> Data to process:
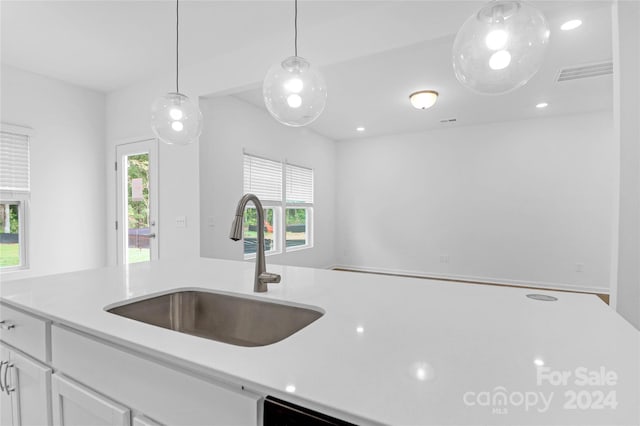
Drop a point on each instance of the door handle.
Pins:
(1, 367)
(6, 385)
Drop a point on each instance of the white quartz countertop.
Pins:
(388, 350)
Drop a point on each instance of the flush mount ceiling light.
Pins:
(175, 119)
(294, 92)
(500, 47)
(571, 25)
(423, 99)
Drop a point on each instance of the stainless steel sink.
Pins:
(231, 319)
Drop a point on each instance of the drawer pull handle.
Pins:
(1, 367)
(6, 385)
(7, 325)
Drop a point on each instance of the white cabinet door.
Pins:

> Exercise description: Would you print the whole listing exactly, omitting the pictures?

> Answer section:
Drop a point on each instance of the door handle.
Pins:
(1, 367)
(6, 385)
Drop a point on each instance of the white quartz countertop.
Pins:
(388, 350)
Drop a point on each instance of the flush mount ceiling light.
Pins:
(175, 119)
(294, 92)
(500, 47)
(571, 25)
(423, 99)
Drop a point on each instance of the stainless steel sink.
Pins:
(231, 319)
Drop a point on each instance of the drawer pull handle.
Pins:
(1, 367)
(6, 385)
(7, 325)
Drop a point on each instance of the white cabinet door.
Pins:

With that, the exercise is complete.